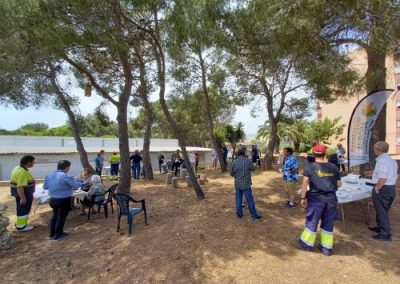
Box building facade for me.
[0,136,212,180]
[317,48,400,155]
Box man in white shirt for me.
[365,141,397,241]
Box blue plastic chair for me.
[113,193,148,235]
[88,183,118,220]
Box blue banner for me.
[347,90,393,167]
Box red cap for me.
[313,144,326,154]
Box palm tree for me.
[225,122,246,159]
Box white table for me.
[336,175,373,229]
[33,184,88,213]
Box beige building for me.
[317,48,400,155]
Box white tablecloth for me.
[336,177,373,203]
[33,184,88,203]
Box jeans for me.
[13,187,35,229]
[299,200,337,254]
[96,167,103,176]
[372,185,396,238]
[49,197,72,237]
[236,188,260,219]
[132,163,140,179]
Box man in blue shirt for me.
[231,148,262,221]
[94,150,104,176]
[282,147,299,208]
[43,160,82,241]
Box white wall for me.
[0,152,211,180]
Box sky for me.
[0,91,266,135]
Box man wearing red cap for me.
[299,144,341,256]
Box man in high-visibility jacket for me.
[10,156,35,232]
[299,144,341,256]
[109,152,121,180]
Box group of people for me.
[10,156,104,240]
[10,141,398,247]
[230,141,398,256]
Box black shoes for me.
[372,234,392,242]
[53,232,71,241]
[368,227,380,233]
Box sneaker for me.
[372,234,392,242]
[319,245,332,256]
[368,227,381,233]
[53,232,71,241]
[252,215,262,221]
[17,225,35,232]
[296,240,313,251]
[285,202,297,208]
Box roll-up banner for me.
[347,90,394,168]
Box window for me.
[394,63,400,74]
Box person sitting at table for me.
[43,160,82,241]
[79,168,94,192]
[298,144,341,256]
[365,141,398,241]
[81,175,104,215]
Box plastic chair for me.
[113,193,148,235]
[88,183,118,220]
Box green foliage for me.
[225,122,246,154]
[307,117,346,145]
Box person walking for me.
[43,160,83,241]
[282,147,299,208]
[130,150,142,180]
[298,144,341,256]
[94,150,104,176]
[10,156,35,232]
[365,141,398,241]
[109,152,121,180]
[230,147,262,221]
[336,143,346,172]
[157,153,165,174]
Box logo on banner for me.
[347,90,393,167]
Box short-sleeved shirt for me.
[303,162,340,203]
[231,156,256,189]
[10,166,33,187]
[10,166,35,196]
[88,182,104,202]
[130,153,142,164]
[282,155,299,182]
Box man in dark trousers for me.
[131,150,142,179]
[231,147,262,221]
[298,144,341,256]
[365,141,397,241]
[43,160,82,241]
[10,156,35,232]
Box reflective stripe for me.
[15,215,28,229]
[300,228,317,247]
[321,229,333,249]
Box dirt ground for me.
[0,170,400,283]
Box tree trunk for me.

————————

**Task to carry out**
Arrange every entry above as a Markdown table with two columns, "Row" for the row number and "Line" for the line itself. Omit blank lines and the picture.

**Answer to this exercise**
| Row | Line |
|---|---|
| 1 | Box building facade for me. |
| 2 | [0,136,212,180] |
| 3 | [317,48,400,155] |
| 4 | Box man in white shirt for me. |
| 5 | [365,141,397,241] |
| 6 | Box blue plastic chair for me. |
| 7 | [113,193,148,235] |
| 8 | [88,183,118,220] |
| 9 | Box blue banner for me. |
| 10 | [347,90,393,167] |
| 11 | Box red cap for me. |
| 12 | [313,144,326,154] |
| 13 | Box palm tree for me. |
| 14 | [225,122,246,159] |
| 15 | Box white table for me. |
| 16 | [336,175,373,229] |
| 17 | [33,184,88,213] |
| 18 | Box beige building for me. |
| 19 | [317,48,400,155] |
| 20 | Box white tablecloth for me. |
| 21 | [336,177,373,203] |
| 22 | [33,184,88,203] |
| 23 | Box jeans for me. |
| 24 | [13,187,35,229] |
| 25 | [299,200,337,254] |
| 26 | [96,167,103,176] |
| 27 | [372,185,396,238] |
| 28 | [49,197,72,237] |
| 29 | [236,188,260,219] |
| 30 | [132,163,140,179] |
| 31 | Box man in blue shirt for me. |
| 32 | [231,148,262,221] |
| 33 | [94,150,104,176] |
| 34 | [282,147,299,208] |
| 35 | [43,160,82,241] |
| 36 | Box white wall for me. |
| 37 | [0,152,211,180] |
| 38 | Box sky for me. |
| 39 | [0,91,266,135] |
| 40 | Box man wearing red cap for me. |
| 41 | [299,144,341,256] |
| 42 | Box man in high-visibility jacket for me. |
| 43 | [10,156,35,232] |
| 44 | [299,144,341,256] |
| 45 | [109,152,121,180] |
| 46 | Box group of people for me. |
| 47 | [10,156,104,240] |
| 48 | [10,141,398,247] |
| 49 | [230,141,398,256] |
| 50 | Box black shoes for me. |
| 51 | [372,234,392,242] |
| 52 | [53,232,71,241] |
| 53 | [368,227,380,233] |
| 54 | Box sneaker for me. |
| 55 | [372,234,392,242] |
| 56 | [319,245,332,256] |
| 57 | [368,227,381,233] |
| 58 | [53,232,71,241] |
| 59 | [252,215,262,221] |
| 60 | [17,225,35,232] |
| 61 | [296,240,313,251] |
| 62 | [285,202,297,208] |
| 63 | Box roll-up banner for me. |
| 64 | [347,90,394,168] |
| 65 | Box window for me. |
| 66 | [394,63,400,74] |
| 67 | Box person sitting at table for me. |
| 68 | [43,160,82,241] |
| 69 | [79,168,94,192] |
| 70 | [298,144,341,256] |
| 71 | [365,141,398,241] |
| 72 | [81,175,104,215] |
| 73 | Box plastic chair for me. |
| 74 | [113,193,148,235] |
| 75 | [88,183,118,220] |
| 76 | Box green foliage for me. |
| 77 | [225,122,246,154] |
| 78 | [307,117,346,145] |
| 79 | Box person walking for me. |
| 80 | [43,160,83,241] |
| 81 | [282,147,299,208] |
| 82 | [130,150,142,180] |
| 83 | [298,144,341,256] |
| 84 | [94,150,104,176] |
| 85 | [10,156,35,232] |
| 86 | [365,141,398,241] |
| 87 | [109,152,121,180] |
| 88 | [230,147,262,221] |
| 89 | [336,143,346,172] |
| 90 | [157,153,165,174] |
| 91 | Box logo on banner for me. |
| 92 | [347,90,393,167] |
| 93 | Box short-sleeved shirt for me. |
| 94 | [303,162,340,203] |
| 95 | [231,156,256,189] |
| 96 | [10,166,33,187] |
| 97 | [10,166,35,196] |
| 98 | [88,182,104,202] |
| 99 | [130,153,142,164] |
| 100 | [282,155,299,182] |
| 101 | Box man in dark trousers for me. |
| 102 | [131,150,142,179] |
| 103 | [231,147,262,221] |
| 104 | [298,144,341,256] |
| 105 | [365,141,397,241] |
| 106 | [43,160,82,241] |
| 107 | [10,156,35,232] |
| 108 | Box reflective stripe for me. |
| 109 | [15,215,28,229] |
| 110 | [300,228,317,247] |
| 111 | [321,229,333,249] |
| 112 | Box dirt ground for me. |
| 113 | [0,170,400,283] |
| 114 | Box tree trunk for me. |